## [Extrait choisi]
○ ○ ○

Jean Richer, Delphes, Délos et Cumes

Études Traditionnelles : Mai-juin-juillet-août 1973

Jean Richer, Delphes, Délos et Cumes (Juillard, éditeur, Paris).

    Dans son compte-rendu sur l’ouvrage de Xavier Guichard intitulé Eleusis-Alésia, Guénon (en 1938) relevait comme particulièrement digne d’intérêt le fait que les lieux repérés par l’auteur et appelés par lui lieux alésiens « étaient régulièrement disposés sur certaines lignes rayonnant autour d’un centre, et allant d’une extrémité à l’autre de l’Europe ». Nous ne pouvions nous empêcher de penser à l’ouvrage de Guichard en lisant le livre de M. Jean Richer, paru à la fin de 1970, et qui constitue la suite de sa monumentale Géographie sacrée du monde grec. Dans cette étude sur trois des principaux centres religieux du monde antique, il est en effet continuellement question de droites rayonnant autour de centres principaux ou subalternes. Certes, les découvertes de M. Richer ne soulèvent pas les quelques réserves que Guénon avait formulées à propos de celles de Guichard (notamment sur le rôle de « centre » attribué par ce dernier au mont Poupet). Mais Eleusis-Alésia reste tout de même la première tentative faite par un auteur contemporain pour restituer quelques éléments de cette « géographie sacrée » dont Guénon disait qu’elle est « parmi les antiques sciences traditionnelles, une de celles dont la reconstitution donnerait lieu actuellement aux plus grandes difficultés, et peut-être même, sur bien des points, à des difficultés tout-à-fait insurmontables » (Formes traditionnelles et cycles cosmiques, p.163).

    Dans Delphes, Délos et Cumes, l’auteur a raconté (pp. 14-15) les circonstances vraiment étranges qui furent à l’origine des découvertes qui l’amenèrent à écrire sa Géographie sacrée. Nous le citons : « Je m’étais posé une question précise : pourquoi le voyageur, arrivant d’Athènes à Delphes, trouve-t-il, à l’entrée du site sacré, un sanctuaire d’Athéna ? La réponse vint dans un songe d’un matin de printemps. Une statue d’Apollon… m’apparut, de dos, puis lentement elle pivota sur elle-même de 180 degrés, dans le sens des aiguilles d’une montre, jusqu’à me faire face. Dans les minutes qui suivirent, j’appliquais la méthode préconisée dans le Timée… Il suffisait d’une carte de Grèce, d’une règle et d’un compas pour interpréter ce songe. N’avais-je pas affaire à des dieux géomètres ? Encore à moitié endormi, je pris la première carte de Grèce qui me tomba sous la main. Je traçai la ligne Delphes-Athènes. Ô surprise ! … Prolongée, elle aboutissait à Délos [lieu de naissance d’Apollon], et naturellement je connaissais l’histoire des Vierges vénérées à Délos. La découverte était faite mais, pour en tirer les conséquences, il me fallut plusieurs années de réflexion et de recherches. C’est seulement deux ans plus tard, lorsque j’eus réuni des dizaines et des centaines de faits et d’observations concordants, que je commençai à le prendre au sérieux et à songer à l’exploiter… ».

○ ○ ○

## [Consigne donnée 1]
Dressez la liste de toutes les lignes des enregistrements où figure le mot « green ».

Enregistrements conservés

○ ○ ○

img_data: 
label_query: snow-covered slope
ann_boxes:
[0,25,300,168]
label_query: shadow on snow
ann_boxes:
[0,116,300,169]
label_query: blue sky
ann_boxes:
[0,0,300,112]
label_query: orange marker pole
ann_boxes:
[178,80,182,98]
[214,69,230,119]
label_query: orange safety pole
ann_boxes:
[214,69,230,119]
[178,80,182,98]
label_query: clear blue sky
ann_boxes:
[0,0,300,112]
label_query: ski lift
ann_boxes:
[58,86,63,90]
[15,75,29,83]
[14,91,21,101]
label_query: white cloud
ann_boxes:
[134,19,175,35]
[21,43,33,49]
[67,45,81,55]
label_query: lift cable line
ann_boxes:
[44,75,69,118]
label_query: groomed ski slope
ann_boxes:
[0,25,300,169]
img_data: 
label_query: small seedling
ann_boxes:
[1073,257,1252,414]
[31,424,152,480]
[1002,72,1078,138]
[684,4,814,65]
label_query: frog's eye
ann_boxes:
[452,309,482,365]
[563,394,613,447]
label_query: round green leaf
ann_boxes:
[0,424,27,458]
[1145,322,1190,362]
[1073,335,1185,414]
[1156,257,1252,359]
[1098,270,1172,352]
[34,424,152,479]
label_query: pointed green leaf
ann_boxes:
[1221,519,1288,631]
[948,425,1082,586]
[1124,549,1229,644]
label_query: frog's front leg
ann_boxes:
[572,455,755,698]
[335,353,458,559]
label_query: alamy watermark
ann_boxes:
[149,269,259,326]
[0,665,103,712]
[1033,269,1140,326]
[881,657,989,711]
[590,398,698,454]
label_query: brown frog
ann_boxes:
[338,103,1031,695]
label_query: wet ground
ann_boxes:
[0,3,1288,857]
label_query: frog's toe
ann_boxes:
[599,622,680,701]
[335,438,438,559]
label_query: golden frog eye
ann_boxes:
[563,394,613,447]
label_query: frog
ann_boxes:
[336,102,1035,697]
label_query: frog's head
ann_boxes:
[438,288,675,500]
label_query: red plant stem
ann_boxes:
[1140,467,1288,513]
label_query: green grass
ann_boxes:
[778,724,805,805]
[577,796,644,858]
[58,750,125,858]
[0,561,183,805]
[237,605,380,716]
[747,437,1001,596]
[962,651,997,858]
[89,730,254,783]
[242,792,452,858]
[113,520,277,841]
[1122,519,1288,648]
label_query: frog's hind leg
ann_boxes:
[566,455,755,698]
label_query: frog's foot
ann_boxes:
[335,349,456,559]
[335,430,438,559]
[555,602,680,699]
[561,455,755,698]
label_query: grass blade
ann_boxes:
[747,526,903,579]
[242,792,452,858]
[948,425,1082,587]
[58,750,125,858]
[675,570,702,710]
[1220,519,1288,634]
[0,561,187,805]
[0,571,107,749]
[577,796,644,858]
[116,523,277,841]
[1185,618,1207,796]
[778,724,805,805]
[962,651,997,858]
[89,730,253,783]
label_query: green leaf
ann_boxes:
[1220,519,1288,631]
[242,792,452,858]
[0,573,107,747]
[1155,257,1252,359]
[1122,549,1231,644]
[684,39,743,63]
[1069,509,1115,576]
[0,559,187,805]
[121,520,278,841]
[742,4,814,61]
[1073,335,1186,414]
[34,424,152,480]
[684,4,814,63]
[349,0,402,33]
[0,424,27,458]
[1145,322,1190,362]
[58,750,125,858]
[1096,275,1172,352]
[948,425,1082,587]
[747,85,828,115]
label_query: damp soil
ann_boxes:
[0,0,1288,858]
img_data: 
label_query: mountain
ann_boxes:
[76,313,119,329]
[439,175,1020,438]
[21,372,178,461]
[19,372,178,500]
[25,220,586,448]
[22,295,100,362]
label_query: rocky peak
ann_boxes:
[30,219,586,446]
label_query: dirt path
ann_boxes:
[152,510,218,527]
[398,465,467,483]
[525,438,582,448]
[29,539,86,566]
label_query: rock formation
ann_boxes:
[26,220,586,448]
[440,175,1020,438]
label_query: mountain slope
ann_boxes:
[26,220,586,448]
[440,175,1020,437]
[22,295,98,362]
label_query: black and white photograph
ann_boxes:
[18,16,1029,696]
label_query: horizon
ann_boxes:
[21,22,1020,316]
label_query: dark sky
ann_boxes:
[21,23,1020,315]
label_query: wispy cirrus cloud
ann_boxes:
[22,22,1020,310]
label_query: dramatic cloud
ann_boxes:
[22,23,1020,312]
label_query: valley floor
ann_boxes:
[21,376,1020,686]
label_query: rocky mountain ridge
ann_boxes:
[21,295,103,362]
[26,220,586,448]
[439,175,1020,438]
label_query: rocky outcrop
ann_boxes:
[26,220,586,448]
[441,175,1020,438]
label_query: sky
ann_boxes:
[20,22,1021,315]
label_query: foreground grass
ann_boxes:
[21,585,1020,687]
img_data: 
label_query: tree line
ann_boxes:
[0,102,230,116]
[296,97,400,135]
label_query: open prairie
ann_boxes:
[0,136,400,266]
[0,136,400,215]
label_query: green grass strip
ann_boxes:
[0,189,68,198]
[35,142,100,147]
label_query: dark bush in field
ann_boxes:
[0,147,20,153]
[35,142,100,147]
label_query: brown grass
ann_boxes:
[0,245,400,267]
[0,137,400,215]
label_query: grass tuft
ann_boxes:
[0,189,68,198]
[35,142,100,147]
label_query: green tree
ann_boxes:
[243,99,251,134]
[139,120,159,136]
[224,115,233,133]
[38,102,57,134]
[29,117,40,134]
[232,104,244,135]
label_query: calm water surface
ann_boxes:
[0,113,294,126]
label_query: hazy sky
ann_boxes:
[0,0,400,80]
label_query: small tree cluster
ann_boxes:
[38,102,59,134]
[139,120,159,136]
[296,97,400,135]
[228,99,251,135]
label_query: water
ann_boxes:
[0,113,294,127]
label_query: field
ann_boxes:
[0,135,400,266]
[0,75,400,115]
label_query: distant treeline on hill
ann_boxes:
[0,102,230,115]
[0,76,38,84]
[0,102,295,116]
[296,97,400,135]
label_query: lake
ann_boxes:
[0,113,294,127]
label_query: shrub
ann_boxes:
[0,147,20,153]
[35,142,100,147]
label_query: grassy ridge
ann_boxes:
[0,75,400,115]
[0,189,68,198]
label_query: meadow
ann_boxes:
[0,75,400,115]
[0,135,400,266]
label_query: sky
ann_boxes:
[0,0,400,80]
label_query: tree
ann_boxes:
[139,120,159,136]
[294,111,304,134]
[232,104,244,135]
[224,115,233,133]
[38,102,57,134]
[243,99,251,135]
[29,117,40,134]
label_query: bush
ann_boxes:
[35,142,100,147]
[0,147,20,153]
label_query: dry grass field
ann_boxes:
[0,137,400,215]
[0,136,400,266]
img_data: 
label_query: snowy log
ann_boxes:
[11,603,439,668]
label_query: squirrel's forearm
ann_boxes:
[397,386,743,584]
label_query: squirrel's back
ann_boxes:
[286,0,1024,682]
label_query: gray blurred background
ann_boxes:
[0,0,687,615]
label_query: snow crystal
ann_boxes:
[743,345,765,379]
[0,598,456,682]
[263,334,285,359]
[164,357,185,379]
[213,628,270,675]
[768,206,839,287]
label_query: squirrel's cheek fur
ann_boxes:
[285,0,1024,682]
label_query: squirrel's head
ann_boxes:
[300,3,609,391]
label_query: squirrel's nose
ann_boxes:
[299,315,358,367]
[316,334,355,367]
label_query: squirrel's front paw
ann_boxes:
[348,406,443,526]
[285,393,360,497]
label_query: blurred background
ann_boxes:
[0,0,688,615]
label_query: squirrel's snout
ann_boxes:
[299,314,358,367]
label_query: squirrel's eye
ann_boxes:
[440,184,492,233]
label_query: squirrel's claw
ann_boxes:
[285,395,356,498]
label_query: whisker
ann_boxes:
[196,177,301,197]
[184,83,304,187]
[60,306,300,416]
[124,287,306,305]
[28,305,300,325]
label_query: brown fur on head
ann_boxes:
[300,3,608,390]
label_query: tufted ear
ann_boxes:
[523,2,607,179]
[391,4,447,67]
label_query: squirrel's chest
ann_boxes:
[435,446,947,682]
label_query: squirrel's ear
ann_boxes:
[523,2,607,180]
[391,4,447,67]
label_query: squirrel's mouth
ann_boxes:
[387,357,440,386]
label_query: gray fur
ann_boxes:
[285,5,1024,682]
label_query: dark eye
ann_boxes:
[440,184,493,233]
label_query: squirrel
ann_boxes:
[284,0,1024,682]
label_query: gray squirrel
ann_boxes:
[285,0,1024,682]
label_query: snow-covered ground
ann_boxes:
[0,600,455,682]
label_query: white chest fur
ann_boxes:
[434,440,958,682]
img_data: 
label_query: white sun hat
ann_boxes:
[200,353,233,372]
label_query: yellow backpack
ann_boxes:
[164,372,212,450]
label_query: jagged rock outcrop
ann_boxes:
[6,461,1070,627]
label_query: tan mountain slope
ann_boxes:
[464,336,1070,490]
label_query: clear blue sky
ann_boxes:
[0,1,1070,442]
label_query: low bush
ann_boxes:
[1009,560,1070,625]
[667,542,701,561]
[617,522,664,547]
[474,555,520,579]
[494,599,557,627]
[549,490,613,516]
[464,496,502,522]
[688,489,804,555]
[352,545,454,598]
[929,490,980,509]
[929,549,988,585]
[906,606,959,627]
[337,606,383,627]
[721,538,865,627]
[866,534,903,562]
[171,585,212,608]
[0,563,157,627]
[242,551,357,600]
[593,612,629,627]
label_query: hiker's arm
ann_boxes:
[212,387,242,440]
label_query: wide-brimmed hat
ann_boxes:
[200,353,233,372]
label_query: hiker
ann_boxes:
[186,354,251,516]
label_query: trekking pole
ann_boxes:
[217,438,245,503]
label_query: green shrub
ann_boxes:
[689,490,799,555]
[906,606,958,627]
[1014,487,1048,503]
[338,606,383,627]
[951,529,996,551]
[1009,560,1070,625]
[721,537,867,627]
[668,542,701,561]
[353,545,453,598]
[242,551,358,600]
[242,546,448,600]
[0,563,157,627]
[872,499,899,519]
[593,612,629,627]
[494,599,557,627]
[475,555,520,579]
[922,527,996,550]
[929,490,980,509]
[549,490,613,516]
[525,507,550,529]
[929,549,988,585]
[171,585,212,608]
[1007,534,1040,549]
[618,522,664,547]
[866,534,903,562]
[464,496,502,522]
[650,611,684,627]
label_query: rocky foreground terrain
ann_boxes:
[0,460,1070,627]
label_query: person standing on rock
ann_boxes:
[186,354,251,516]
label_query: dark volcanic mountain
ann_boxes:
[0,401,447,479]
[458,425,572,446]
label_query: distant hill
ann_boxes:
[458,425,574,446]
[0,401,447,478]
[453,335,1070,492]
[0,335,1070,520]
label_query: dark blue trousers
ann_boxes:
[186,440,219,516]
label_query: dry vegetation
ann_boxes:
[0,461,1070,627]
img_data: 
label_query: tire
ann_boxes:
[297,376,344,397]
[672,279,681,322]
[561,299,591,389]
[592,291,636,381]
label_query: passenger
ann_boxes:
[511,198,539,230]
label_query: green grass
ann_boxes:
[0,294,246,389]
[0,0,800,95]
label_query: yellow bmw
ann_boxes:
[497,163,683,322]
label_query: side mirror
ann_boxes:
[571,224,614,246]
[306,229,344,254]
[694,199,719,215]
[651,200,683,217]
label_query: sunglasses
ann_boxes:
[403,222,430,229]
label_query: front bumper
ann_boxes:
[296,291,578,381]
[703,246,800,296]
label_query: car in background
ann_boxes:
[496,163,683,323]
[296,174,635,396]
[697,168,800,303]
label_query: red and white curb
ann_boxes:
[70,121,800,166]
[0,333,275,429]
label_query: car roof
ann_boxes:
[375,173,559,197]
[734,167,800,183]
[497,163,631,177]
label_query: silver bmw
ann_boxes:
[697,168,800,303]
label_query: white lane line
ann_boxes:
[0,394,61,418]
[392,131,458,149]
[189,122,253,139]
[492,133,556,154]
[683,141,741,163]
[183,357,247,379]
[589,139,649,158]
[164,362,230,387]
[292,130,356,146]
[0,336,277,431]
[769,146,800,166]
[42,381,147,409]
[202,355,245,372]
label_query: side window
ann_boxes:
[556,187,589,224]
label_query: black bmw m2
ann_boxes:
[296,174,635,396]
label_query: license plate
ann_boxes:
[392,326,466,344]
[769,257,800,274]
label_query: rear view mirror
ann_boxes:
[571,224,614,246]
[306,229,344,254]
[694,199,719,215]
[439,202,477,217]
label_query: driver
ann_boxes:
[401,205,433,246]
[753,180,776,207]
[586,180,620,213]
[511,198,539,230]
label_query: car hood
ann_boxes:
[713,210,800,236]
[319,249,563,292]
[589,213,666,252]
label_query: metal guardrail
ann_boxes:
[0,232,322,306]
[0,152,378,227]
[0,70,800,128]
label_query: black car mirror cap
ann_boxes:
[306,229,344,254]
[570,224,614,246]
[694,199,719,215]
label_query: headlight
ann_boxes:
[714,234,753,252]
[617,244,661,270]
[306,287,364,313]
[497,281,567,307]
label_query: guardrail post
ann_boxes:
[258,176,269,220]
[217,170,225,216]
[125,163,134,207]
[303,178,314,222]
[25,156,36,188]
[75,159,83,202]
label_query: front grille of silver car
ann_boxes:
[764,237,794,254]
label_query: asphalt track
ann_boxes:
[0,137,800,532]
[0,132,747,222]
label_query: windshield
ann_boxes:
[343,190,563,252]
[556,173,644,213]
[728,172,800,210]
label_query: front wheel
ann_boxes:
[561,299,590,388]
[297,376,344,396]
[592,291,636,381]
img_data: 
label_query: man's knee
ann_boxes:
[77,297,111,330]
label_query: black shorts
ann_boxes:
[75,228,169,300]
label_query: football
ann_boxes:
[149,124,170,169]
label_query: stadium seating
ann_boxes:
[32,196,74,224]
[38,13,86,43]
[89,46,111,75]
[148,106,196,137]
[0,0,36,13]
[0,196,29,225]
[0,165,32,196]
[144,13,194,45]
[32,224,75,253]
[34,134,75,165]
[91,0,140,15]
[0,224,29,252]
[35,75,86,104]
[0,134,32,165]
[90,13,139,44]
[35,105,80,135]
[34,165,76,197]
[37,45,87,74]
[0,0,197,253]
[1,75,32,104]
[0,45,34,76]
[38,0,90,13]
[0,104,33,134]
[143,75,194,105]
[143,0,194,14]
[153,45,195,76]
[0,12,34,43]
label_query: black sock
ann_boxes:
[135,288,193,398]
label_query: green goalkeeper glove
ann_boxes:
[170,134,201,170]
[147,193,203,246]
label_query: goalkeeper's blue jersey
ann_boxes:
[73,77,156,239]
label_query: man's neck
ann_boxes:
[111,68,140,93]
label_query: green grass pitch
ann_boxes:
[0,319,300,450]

○ ○ ○

## [Consigne donnée 2]
Répondez aux questions suivantes d'après l'extrait sur le livre de Jean Richer :
(a) En quelle année Guénon a-t-il rendu compte de l'ouvrage Eleusis-Alésia ?
(b) Quand le livre de Jean Richer a-t-il paru ?
(c) Dans le songe de l'auteur, de combien de degrés la statue d'Apollon pivote-t-elle ?

## [Réponse 1]
label_query: round green leaf
label_query: pointed green leaf
label_query: green grass
label_query: green leaf
label_query: green grass strip
label_query: green tree
label_query: green shrub
label_query: green grass
label_query: green goalkeeper glove
label_query: green grass pitch

## [Réponse 2]
(a) En 1938.
(b) À la fin de 1970.
(c) De 180 degrés, dans le sens des aiguilles d'une montre.